In two sentences, summarize the abstract below on ground-based detectors and LISA.

-- Start of Excerpt to read --

Expanding the LISA Horizon from the Ground

Kaze W. K. Wong, Ely D. Kovetz, Curt Cutler, Emanuele Berti

Published 2018-08-24Version 1

The Laser Interferometer Space Antenna (LISA) gravitational-wave (GW) observatory will be limited in its ability to detect mergers of binary black holes (BBHs) in the stellar-mass range. A future ground-based detector network, meanwhile, will achieve by the LISA launch date a sensitivity that ensures complete detection of all mergers within a volume $>\!\mathcal{O}(10)\,{\rm Gpc}^{3}$. We propose a method to use the information from the ground to revisit the LISA data in search for sub-threshold events. By discarding spurious triggers that do not overlap with the ground-based catalogue, we show that the signal-to-noise threshold $\rho_{\rm LISA}$ employed in LISA can be significantly lowered, greatly boosting the detection rate. The efficiency of this method depends predominantly on the rate of false-alarm increase when the threshold is lowered and on the uncertainty in the parameter estimation for the LISA events. As an example, we demonstrate that while all current LIGO BBH-merger detections would have evaded detection by LISA when employing a standard $\rho_{\rm LISA}=8$ threshold, this method will allow us to easily (possibly) detect an event similar to GW150914 (GW170814) in LISA. Overall, we estimate that the total rate of stellar-mass BBH mergers detected by LISA can be boosted by a factor $\sim\!4$ ($\gtrsim\!8$) under conservative (optimistic) assumptions. This will enable new tests using multi-band GW observations, significantly aided by the greatly increased lever arm in frequency.

-- End of Excerpt to read --
-- Start of Information shown --

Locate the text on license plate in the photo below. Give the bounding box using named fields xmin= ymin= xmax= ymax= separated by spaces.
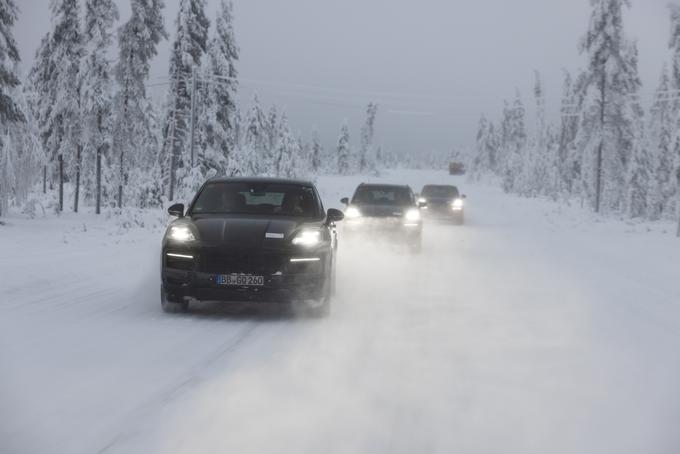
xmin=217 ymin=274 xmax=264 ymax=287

-- End of Information shown --

Response:
Because LISA will have limited ability to detect stellar-mass binary black hole mergers, while a future ground-based network will detect all such mergers within a large volume, the authors propose using the ground-based information to revisit the LISA data for sub-threshold events. Discarding triggers that do not overlap with the ground-based catalogue allows LISA's signal-to-noise threshold to be significantly lowered, which they estimate boosts the rate of detected stellar-mass mergers by a factor of about 4 under conservative assumptions and 8 or more under optimistic ones.